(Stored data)
····················

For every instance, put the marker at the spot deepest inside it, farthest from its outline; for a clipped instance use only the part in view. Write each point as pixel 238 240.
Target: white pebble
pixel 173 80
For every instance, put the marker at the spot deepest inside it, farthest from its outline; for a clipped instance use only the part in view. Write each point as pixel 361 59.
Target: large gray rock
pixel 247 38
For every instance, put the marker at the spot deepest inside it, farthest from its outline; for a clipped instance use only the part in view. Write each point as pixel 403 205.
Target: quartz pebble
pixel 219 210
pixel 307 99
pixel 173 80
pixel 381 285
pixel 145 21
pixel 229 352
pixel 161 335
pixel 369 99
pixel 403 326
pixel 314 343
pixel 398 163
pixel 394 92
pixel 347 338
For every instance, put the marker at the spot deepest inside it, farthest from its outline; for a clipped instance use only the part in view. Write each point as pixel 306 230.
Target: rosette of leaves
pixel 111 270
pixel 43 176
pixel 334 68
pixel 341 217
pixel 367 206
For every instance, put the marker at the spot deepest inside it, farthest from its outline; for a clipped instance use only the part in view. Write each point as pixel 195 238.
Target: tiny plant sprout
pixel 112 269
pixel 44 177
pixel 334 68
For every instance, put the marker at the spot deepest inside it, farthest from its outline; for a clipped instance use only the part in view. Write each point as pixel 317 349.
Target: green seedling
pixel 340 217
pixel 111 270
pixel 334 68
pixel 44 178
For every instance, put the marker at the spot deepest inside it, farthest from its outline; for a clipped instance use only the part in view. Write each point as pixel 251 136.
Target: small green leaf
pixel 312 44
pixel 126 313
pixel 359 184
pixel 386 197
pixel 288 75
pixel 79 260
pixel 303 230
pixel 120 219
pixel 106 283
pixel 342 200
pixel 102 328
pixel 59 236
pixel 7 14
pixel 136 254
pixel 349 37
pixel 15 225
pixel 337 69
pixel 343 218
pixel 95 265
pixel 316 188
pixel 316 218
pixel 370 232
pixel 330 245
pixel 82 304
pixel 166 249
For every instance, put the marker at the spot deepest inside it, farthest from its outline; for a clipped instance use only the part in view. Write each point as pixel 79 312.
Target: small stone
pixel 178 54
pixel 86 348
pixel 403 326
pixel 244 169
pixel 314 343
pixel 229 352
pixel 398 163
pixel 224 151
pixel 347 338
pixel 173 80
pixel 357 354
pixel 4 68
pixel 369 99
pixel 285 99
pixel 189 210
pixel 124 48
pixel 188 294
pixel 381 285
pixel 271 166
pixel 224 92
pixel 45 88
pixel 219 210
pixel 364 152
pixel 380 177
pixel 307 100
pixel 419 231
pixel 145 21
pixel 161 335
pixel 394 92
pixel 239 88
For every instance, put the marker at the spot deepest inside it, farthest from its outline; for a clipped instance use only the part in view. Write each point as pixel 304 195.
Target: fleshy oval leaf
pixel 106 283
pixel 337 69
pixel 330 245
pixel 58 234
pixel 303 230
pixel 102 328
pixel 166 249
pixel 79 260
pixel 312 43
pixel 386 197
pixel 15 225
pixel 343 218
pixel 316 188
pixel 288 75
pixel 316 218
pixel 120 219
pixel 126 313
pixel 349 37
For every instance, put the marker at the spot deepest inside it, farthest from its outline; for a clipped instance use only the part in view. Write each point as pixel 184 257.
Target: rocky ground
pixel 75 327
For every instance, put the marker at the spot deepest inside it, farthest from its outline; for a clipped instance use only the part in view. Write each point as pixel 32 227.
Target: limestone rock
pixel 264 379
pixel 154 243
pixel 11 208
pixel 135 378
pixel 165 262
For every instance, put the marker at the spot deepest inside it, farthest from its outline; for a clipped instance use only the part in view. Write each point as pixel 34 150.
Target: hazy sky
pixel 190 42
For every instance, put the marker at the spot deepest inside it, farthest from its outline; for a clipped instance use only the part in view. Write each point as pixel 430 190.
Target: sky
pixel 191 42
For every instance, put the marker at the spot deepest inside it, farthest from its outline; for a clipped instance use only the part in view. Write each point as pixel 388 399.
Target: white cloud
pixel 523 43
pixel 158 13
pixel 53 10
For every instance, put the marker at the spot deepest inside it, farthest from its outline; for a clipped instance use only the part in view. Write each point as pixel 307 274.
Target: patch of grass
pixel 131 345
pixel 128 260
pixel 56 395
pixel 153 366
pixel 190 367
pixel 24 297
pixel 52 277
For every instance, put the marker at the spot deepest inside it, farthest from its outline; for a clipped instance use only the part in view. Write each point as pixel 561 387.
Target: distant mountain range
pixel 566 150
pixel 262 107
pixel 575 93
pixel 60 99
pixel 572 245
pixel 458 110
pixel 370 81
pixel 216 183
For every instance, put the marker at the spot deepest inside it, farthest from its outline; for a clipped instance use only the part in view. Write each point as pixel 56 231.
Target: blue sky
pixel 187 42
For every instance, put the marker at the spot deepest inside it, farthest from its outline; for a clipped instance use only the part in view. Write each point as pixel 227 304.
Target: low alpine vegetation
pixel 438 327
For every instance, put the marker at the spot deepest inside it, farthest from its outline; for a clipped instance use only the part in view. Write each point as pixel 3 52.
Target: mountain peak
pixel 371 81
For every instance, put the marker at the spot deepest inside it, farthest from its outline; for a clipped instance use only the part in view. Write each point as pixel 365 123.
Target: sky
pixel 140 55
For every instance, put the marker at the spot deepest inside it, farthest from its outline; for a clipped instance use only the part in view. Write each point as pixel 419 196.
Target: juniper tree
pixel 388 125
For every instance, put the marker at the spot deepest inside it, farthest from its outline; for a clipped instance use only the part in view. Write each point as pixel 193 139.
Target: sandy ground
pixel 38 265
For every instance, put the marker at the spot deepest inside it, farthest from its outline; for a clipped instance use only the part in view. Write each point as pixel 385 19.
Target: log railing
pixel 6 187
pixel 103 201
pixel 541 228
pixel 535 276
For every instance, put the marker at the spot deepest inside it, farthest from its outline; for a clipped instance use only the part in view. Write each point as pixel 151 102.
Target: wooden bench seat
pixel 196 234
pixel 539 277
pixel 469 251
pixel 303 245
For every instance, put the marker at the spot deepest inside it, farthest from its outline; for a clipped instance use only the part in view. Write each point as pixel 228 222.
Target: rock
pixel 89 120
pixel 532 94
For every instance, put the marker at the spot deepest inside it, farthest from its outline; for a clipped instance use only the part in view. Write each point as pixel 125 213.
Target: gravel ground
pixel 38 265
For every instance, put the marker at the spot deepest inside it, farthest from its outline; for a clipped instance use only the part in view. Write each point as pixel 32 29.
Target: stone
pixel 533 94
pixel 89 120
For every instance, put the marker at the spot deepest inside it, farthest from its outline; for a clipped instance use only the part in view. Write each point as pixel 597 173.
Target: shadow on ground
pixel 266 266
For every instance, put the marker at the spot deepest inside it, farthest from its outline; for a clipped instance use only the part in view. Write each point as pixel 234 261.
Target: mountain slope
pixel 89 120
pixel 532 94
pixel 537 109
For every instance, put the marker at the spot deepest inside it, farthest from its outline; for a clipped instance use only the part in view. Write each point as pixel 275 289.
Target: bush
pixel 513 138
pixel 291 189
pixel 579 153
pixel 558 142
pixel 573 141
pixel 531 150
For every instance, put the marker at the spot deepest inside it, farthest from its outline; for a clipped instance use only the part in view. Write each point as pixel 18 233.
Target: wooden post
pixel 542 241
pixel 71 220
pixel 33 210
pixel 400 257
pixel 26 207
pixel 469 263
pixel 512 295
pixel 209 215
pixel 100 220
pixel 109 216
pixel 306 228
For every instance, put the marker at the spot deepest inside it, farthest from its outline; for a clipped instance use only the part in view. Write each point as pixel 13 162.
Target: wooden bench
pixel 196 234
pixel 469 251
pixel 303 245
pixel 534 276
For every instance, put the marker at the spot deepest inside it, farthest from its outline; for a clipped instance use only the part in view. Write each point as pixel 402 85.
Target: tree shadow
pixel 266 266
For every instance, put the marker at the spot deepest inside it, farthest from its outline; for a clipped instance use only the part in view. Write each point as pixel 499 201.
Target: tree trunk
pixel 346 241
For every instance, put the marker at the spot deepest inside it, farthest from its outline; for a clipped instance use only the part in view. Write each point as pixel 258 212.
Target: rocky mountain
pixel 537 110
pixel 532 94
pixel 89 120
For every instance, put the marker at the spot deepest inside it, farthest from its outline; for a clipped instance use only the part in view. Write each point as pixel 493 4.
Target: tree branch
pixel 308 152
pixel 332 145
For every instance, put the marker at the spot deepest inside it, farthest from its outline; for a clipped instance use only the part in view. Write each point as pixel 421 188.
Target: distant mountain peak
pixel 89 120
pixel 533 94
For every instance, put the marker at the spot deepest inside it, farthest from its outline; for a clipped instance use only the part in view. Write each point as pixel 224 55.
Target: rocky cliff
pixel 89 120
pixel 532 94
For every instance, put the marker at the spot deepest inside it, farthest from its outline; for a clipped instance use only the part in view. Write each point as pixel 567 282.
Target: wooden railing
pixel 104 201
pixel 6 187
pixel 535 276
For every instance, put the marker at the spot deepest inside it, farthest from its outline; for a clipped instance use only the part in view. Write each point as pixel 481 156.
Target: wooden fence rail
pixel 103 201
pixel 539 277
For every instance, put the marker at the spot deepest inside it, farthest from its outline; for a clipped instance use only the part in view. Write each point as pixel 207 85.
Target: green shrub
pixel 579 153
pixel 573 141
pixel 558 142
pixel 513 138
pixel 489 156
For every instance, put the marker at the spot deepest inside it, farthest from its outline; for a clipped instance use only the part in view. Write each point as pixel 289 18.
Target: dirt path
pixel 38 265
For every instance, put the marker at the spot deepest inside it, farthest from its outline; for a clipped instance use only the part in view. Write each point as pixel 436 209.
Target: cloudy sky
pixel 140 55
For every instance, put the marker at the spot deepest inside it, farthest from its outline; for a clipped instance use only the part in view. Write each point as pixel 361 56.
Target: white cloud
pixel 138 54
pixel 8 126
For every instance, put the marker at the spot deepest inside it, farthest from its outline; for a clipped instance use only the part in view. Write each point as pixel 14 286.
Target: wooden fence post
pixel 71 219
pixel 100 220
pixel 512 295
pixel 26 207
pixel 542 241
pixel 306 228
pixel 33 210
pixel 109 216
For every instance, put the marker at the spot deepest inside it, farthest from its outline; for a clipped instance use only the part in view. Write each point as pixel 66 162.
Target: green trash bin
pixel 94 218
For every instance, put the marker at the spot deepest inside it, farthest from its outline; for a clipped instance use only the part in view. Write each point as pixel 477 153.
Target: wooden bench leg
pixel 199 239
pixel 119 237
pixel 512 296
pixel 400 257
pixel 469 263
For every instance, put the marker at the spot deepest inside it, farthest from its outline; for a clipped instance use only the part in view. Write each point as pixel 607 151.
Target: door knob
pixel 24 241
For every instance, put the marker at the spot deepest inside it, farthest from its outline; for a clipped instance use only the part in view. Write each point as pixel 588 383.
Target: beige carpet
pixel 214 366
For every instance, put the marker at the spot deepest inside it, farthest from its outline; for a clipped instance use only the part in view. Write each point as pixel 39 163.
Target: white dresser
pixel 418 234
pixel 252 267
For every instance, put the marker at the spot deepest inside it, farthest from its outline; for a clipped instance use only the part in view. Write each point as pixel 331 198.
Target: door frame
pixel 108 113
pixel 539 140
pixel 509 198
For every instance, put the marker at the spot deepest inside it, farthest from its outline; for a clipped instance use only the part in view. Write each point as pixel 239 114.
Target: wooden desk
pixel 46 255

····················

▶ WHAT NEEDS TO BE DONE
Word for word, restate the lines above from the line containing "Target: cloudy sky" through the line containing "pixel 477 153.", with both included and nothing else.

▶ SOLUTION TO THE PROBLEM
Target: cloudy sky
pixel 140 55
For every instance, put the marker at the spot deepest inside it, farthest from its outline; for a clipped instance use only the part in view. Write each point as pixel 361 56.
Target: white cloud
pixel 138 54
pixel 8 126
For every instance, put the marker at the spot deepest inside it, farthest from its outline; for a clipped instance use only the part in view. Write each point as pixel 14 286.
Target: wooden fence post
pixel 71 219
pixel 100 220
pixel 512 295
pixel 26 207
pixel 542 241
pixel 306 228
pixel 33 210
pixel 109 216
For every instance, put the marker at the spot deepest inside it, farthest from its outline; for a clipped instance use only the part in view. Write each point as pixel 66 162.
Target: green trash bin
pixel 94 218
For every instance, put the marker at the spot deepest inside it, farthest from its outline; for a clipped instance use only the part in view. Write each point as pixel 477 153.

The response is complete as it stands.